**WORK ORDER**
Take the data that follows and return it exactly.

*** RECORDS SUPPLIED ***

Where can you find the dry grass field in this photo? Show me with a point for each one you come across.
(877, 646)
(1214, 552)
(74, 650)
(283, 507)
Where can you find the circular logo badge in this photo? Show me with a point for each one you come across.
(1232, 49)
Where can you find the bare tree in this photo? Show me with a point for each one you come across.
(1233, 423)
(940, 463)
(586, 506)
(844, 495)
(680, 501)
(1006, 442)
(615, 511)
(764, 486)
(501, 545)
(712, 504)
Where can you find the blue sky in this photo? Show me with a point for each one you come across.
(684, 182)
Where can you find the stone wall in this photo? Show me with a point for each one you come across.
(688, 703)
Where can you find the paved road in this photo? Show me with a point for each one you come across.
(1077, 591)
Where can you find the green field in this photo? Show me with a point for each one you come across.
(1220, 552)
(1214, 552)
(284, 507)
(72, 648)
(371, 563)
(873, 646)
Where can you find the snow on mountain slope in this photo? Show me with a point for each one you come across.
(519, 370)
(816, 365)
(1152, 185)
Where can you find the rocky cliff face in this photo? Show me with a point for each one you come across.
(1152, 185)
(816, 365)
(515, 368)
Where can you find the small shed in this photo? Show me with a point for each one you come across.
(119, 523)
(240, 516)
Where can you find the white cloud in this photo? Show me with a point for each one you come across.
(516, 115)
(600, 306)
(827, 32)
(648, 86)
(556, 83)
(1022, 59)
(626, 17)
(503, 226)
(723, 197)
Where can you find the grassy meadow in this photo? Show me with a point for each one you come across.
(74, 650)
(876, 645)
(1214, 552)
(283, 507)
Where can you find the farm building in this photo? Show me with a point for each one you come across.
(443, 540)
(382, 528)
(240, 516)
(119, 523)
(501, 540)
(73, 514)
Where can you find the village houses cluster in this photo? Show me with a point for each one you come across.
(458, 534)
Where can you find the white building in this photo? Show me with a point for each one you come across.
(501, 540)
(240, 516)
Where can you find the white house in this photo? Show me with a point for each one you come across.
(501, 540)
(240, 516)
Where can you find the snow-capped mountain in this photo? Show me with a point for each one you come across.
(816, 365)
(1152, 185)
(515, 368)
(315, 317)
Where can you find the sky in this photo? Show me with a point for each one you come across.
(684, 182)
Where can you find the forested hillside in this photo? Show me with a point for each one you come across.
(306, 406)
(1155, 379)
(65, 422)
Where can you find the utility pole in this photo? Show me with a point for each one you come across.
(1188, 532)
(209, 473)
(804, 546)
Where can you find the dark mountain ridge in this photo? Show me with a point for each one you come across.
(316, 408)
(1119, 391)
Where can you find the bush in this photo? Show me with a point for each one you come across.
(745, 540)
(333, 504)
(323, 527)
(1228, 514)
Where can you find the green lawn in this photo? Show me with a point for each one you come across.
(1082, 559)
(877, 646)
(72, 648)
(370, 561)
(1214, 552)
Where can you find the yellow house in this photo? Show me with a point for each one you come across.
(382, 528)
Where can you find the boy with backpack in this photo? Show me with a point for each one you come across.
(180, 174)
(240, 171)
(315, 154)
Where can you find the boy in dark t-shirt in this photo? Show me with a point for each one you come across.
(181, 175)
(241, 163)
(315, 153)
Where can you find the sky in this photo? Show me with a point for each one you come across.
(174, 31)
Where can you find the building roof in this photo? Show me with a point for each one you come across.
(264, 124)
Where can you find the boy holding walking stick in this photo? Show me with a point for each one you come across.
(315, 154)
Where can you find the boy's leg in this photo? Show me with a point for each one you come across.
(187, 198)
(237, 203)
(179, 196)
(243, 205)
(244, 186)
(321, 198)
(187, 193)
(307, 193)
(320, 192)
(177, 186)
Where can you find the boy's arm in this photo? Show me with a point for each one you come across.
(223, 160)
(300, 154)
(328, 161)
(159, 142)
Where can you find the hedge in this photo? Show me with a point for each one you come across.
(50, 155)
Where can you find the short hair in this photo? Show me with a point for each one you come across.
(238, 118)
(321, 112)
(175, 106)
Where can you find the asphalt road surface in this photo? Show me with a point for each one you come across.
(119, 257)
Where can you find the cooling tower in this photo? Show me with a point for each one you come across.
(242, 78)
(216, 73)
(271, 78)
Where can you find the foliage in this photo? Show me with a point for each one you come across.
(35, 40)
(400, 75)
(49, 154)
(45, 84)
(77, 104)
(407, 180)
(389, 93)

***

**RESULT**
Where can you find the dry grass field in this photo? Show me with a point for each one you come across.
(877, 646)
(1214, 552)
(74, 650)
(283, 507)
Where can you find the circular logo badge in this photo? Show me with a point for each one you come across.
(1232, 49)
Where can you find the bare tree in this photo? Show me with a point for each one you come across.
(1233, 423)
(940, 463)
(586, 506)
(844, 495)
(680, 501)
(1006, 442)
(615, 511)
(764, 486)
(501, 545)
(712, 504)
Where can you find the blue sky in this photo? Show me with a point for each one you come across.
(684, 182)
Where can you find the stone wall in this photo? Show me with a point for each one you come across.
(688, 703)
Where can you find the paved road in this photo? Show me with a point for each one you come across.
(1077, 591)
Where can you find the green field in this photo? Show me with a point for each one you come across.
(1220, 552)
(1214, 552)
(284, 507)
(72, 648)
(371, 563)
(873, 646)
Where can you find the snow on mountain slope in this photo? Show me with a point for each one you come across.
(519, 370)
(816, 365)
(1152, 185)
Where can you find the rocky cliff face in this photo? Show me with a point for each one you come across.
(1152, 185)
(816, 365)
(515, 368)
Where can you find the small shed in this photo? Show me with a point for each one you come across.
(119, 523)
(240, 516)
Where can you find the white cloud in this photo? Show me with a point for each one you come across.
(516, 115)
(600, 306)
(827, 32)
(648, 86)
(556, 83)
(1022, 59)
(626, 17)
(503, 226)
(723, 197)
Where can you find the grassy meadow in this photo? Show me with a point for each one you come across.
(74, 650)
(876, 645)
(1214, 552)
(283, 507)
Where can you find the farm building in this photo? Show me with a point for each one you come across.
(443, 540)
(382, 528)
(240, 516)
(119, 523)
(501, 540)
(73, 514)
Where can you find the village houses cluster in this photo? Show me with a point for each one you come across.
(458, 534)
Where can you find the white building in this photo? Show me with a point for each one you come across.
(501, 540)
(240, 516)
Where can you find the white house in this photo? Show me with a point for each one you come across.
(501, 540)
(240, 516)
Where can you find the snow-capped mountain in this photo? Show me with a point for each one you come across.
(816, 365)
(1152, 185)
(515, 368)
(315, 317)
Where can you find the sky in this photo? Show me with a point for each one you come across.
(684, 182)
Where can you find the forested hillside in this photo? Show me with a point for each one you come across.
(306, 406)
(1155, 379)
(65, 422)
Where can you find the utility pole in this photo? Show me with a point for each one you come across.
(1188, 532)
(209, 473)
(804, 546)
Where can you find the dark mountain ridge in this photo? Show me with a point for each one you come across.
(316, 408)
(1119, 391)
Where can you find the bush in this photo? Show me with a point for each one you come across.
(745, 540)
(333, 504)
(323, 527)
(1228, 514)
Where can you find the green lawn in this photo? Show me with a point for each one you come across.
(1082, 559)
(877, 646)
(72, 648)
(370, 561)
(1214, 552)
Where can you find the yellow house in this photo? Show me with a point for each one you come across.
(382, 528)
Where can you find the boy with backpack in this photo? Show me with a point for each one you come across.
(180, 174)
(240, 171)
(315, 154)
Where can you find the boy in dark t-shirt in this photo? Show me with a point for each one you come across.
(181, 175)
(241, 163)
(315, 153)
Where can you find the sky in this photo? Show me with a point for each one you come across.
(174, 31)
Where can you find the building roof in this photo? Show me with a point for each one you come across.
(264, 124)
Where can you find the boy holding walking stick in this photo? Show me with a point for each one you come across.
(315, 154)
Where can you find the boy's leg in this photo? Show me with a point for each one you come across.
(187, 198)
(237, 203)
(179, 196)
(243, 205)
(244, 186)
(321, 198)
(187, 193)
(307, 193)
(320, 192)
(177, 186)
Where can you find the boy's arm in this photo? Show me with a point for each one you come across.
(223, 160)
(300, 154)
(328, 161)
(159, 142)
Where can you find the hedge in this photo? Show me with a point for each one you come across.
(50, 155)
Where can you find the short hair in this photo? Show me with a point for each one you come across.
(238, 118)
(321, 112)
(175, 106)
Where can you find the asphalt road surface in this photo? Show me with a point for each one you come across.
(119, 257)
Where can you find the cooling tower in this photo? Show me with a point for each one you come across.
(242, 78)
(216, 73)
(271, 78)
Where can you find the foliage in this photo? Show me with a point for each one you come across.
(35, 40)
(400, 75)
(49, 154)
(45, 84)
(77, 104)
(407, 180)
(389, 93)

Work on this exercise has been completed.